### LATIHAN SINGKAT 1:
Daftarkan setiap baris catatan di bawah yang memuat kata "tablecloth".

### KUTIPAN DOKUMEN:
++++++++
Tak hanya pemerintah yang diuntungkan, lonjakan harga komoditas juga menopang pertumbuhan ekonomi di wilayah-wilayah yang selama ini menjadi produsen utama komoditas. Sebut saja Kalimantan, Sumatera, Sulawesi, hingga Papua.

Sementara itu, seperti halnya negara lain, pada tahun ini Indonesia juga dihadapkan pada masalah pelik inflasi. Tekanan inflasi datang dari dua penyebab yang berbeda pada dua periode yang berbeda pula.

Pada awal tahun hingga pertengahan tahun 2022, tekanan inflasi datang dari kelompok harga bergejolak atau volatile. Sejumlah bahan pangan bergantian menjadi pemicu inflasi mulai dari minyak goreng, cabai, telur ayam ras, daging ayam ras, hingga beras.

Paling bikin kisruh adalah harga minyak goreng yang terus melambung dari awal tahun hingga Maret. Pada awal Maret, minyak goreng bahkan sempat “menghilang” dari pasaran dan harganya meroket hingga Rp60.000 per liter di sejumlah daerah.

Kebijakan minyak goreng yang bergonta-ganti menjadi penyebab melonjaknya harga komoditas tersebut. Komoditas lainnya yang juga meroket adalah cabai rawit yang harganya sempat menyentuh Rp100.000 per kg pada Juni-Juli silam.

Berlanjut pada periode September hingga akhir tahun, tekanan inflasi datang dari kelompok barang atau jasa yang harganya diatur pemerintah (administered price). Inflasi kelompok tersebut melonjak setelah pemerintah mengerek harga BBM subsidi di awal September.

BPS mencatat pada September 2022 terjadi inflasi sebesar 1,17% secara bulanan alias month on month (MoM). Level tersebut adalah yang tertinggi sejak Desember 2014.

Kepala BPS Margo Yuwono mengatakan, penyumbang inflasi bulan September adalah kenaikan harga BBM hingga tarif kendaraan online.

"Jika dilihat yang menyumbang inflasi pada bulan September ini di antaranya berasal dari kenaikan bensin, tarif angkutan dalam kota, beras, solar, tarif angkutan antar kota, tarif kendaraan online dan juga bahan bakar rumah tangga," ujar Margo dalam jumpa pers, Senin (3/10).
++++++++
### BARIS CATATAN:

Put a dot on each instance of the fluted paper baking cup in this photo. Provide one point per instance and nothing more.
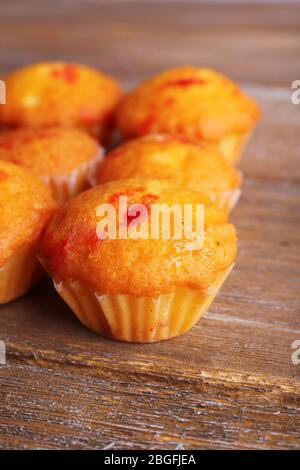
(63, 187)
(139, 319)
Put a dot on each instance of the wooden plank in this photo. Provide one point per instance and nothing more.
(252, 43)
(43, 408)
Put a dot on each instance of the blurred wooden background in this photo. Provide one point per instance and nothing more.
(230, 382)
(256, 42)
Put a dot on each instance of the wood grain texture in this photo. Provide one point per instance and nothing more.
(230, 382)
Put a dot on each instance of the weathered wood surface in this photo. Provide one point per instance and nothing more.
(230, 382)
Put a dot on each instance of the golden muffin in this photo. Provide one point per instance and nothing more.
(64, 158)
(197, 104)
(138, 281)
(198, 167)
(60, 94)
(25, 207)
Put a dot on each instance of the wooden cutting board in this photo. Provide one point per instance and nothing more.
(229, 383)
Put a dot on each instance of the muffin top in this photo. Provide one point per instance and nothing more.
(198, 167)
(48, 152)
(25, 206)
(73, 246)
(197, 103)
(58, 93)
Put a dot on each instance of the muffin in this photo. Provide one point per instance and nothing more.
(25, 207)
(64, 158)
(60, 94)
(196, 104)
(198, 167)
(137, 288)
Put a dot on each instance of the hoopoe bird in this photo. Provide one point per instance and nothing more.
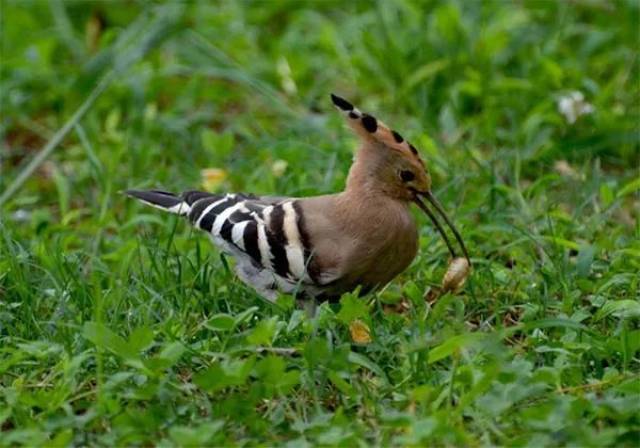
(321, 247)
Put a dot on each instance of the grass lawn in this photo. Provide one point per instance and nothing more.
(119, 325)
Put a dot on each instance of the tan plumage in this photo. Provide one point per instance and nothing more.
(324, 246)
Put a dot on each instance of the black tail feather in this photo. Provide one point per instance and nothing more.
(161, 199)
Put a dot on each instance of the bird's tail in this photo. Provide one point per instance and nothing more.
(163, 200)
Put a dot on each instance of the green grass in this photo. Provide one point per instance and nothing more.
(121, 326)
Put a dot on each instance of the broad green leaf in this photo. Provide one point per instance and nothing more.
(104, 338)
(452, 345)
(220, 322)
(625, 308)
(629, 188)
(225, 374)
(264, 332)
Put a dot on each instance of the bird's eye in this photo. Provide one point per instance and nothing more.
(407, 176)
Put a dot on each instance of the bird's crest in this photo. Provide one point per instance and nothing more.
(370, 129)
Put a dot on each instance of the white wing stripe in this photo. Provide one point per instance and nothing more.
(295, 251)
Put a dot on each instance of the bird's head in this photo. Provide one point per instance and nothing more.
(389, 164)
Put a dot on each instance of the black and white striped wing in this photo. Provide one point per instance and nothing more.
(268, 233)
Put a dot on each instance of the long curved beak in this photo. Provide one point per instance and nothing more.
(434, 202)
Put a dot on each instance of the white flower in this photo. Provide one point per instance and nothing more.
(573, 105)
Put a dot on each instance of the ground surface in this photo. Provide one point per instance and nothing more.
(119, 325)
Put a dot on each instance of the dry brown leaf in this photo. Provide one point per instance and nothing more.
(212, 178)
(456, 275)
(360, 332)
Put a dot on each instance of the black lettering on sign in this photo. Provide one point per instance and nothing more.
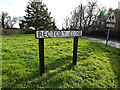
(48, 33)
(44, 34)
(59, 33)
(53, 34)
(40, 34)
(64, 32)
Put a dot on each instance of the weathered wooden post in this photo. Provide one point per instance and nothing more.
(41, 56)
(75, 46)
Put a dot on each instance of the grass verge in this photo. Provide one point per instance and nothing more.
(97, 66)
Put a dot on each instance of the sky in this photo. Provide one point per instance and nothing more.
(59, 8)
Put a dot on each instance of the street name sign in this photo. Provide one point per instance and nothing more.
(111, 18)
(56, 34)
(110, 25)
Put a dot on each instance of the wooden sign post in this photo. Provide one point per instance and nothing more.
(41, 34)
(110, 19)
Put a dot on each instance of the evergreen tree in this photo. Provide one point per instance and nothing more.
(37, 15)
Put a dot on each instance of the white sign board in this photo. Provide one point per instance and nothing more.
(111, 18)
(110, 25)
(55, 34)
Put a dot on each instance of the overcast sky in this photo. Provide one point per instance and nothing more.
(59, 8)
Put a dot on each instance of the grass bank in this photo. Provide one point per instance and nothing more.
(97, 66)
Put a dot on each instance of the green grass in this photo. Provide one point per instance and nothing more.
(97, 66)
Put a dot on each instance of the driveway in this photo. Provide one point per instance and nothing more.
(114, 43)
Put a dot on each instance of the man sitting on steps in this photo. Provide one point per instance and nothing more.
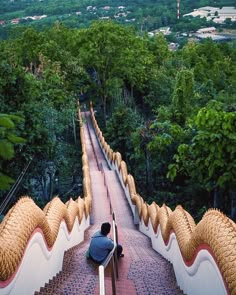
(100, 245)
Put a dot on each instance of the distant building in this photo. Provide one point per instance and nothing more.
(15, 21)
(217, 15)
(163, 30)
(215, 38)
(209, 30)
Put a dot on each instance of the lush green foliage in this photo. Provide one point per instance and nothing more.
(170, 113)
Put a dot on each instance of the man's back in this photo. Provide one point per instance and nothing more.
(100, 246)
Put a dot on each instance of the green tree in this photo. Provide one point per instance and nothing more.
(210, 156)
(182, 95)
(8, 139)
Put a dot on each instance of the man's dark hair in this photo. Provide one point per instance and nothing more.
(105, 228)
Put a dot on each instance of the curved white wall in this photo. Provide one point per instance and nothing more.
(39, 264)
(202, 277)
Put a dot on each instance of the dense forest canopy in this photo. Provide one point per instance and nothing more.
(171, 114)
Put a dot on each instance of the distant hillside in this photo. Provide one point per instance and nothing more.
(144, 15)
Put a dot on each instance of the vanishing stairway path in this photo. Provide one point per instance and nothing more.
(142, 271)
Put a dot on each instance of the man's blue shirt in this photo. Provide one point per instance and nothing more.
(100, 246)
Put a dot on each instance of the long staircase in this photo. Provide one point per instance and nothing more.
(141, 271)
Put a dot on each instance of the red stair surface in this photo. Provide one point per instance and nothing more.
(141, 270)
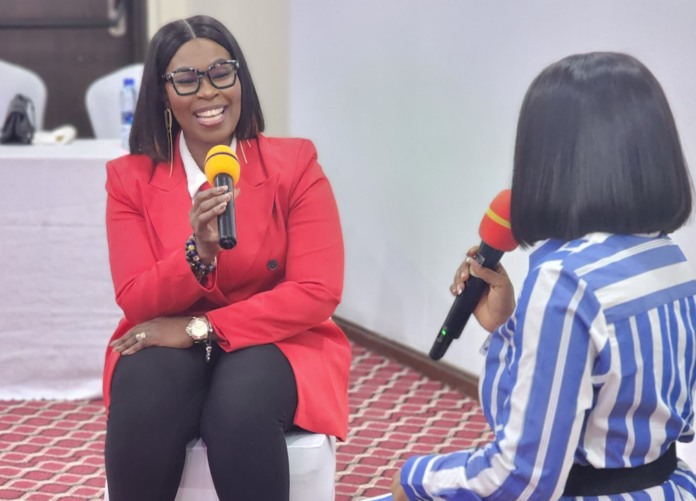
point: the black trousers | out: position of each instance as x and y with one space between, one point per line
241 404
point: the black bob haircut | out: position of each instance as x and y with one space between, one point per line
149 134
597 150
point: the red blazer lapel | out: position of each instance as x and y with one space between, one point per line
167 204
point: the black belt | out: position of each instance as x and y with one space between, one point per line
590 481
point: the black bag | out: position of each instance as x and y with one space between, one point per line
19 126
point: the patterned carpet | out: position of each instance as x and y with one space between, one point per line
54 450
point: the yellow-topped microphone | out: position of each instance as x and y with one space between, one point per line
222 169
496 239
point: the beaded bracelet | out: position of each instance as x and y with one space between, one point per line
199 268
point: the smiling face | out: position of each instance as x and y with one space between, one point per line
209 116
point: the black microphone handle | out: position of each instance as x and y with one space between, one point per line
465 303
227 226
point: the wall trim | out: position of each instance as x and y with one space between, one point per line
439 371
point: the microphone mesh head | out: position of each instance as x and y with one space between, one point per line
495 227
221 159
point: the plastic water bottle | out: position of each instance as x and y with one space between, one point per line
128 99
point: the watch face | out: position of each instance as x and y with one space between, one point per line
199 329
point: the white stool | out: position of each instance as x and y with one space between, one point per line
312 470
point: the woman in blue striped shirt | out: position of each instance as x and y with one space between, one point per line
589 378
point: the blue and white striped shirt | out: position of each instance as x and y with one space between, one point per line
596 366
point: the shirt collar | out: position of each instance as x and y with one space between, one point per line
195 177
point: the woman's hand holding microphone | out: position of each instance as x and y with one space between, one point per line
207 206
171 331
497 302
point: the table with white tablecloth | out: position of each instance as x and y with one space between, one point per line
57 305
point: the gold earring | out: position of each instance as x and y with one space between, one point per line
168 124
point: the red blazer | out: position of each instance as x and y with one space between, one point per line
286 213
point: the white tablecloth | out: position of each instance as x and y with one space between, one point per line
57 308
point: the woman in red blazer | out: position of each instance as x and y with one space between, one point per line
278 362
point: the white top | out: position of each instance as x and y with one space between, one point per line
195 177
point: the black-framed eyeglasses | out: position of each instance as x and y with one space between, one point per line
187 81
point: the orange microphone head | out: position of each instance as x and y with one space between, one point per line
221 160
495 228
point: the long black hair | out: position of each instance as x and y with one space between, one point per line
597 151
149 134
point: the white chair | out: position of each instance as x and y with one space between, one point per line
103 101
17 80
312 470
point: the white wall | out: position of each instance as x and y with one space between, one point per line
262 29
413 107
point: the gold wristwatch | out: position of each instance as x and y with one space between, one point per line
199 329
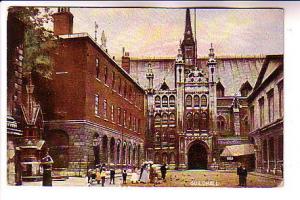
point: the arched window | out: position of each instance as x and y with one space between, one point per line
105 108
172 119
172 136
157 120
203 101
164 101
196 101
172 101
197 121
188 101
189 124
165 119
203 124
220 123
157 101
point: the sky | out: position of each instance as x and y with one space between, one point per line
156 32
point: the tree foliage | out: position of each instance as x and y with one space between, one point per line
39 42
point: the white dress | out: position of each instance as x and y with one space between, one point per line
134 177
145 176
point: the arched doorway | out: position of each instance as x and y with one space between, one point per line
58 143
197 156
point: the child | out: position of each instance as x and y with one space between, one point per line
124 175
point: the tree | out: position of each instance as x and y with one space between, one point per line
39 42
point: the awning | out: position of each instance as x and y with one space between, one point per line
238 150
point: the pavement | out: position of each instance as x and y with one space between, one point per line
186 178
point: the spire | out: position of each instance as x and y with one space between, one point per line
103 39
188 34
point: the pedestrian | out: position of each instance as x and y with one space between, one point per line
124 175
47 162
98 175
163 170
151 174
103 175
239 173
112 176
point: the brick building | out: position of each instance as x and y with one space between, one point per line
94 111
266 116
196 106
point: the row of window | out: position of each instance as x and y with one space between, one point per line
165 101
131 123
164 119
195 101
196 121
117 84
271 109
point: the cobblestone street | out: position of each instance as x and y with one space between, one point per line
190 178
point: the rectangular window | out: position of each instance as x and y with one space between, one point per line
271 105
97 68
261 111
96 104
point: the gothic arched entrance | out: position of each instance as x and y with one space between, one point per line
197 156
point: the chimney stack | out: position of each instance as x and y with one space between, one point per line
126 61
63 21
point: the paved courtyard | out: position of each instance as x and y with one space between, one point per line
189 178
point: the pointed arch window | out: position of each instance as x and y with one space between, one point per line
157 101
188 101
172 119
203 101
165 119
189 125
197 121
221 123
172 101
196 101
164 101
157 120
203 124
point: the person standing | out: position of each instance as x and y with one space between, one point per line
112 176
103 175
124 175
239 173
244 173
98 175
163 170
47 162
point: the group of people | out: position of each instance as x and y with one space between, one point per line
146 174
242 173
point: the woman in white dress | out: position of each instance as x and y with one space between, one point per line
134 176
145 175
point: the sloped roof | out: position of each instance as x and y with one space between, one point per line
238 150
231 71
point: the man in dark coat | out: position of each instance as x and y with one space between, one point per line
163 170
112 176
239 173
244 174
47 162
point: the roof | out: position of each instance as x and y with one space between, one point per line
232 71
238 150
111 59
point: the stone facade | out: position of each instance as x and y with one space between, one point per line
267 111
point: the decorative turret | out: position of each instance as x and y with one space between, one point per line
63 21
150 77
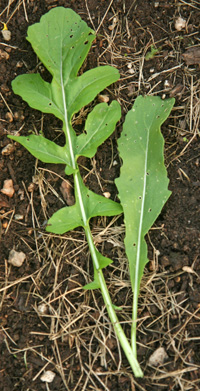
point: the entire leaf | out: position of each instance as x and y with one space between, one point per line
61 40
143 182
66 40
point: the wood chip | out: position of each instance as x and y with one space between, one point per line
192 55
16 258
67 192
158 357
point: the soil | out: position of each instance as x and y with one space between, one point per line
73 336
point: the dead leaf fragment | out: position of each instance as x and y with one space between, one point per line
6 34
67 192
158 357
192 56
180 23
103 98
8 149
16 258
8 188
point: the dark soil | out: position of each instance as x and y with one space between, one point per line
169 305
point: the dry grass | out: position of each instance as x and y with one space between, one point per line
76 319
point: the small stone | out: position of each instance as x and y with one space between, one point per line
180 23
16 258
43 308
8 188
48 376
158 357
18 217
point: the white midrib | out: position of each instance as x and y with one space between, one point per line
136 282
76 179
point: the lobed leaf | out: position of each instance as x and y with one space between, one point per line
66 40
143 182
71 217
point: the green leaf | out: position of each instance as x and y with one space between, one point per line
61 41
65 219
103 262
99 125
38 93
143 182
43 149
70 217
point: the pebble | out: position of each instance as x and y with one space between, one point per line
++++++++
### LATIHAN SINGKAT 2:
Sunting bagian teks tentang inflasi di atas, mulai pada kata-kata "Sementara itu, seperti" dan berhenti setelah "ras, hingga beras.", dengan mengganti "pangan" menjadi "makanan".

### JAWABAN 1:
point: the table with white tablecloth | out: position of each instance as x and y with one space between, one point per line
point: the white tablecloth | out: position of each instance as x and y with one space between, one point per line

### JAWABAN 2:
Sementara itu, seperti halnya negara lain, pada tahun ini Indonesia juga dihadapkan pada masalah pelik inflasi. Tekanan inflasi datang dari dua penyebab yang berbeda pada dua periode yang berbeda pula.

Pada awal tahun hingga pertengahan tahun 2022, tekanan inflasi datang dari kelompok harga bergejolak atau volatile. Sejumlah bahan makanan bergantian menjadi pemicu inflasi mulai dari minyak goreng, cabai, telur ayam ras, daging ayam ras, hingga beras.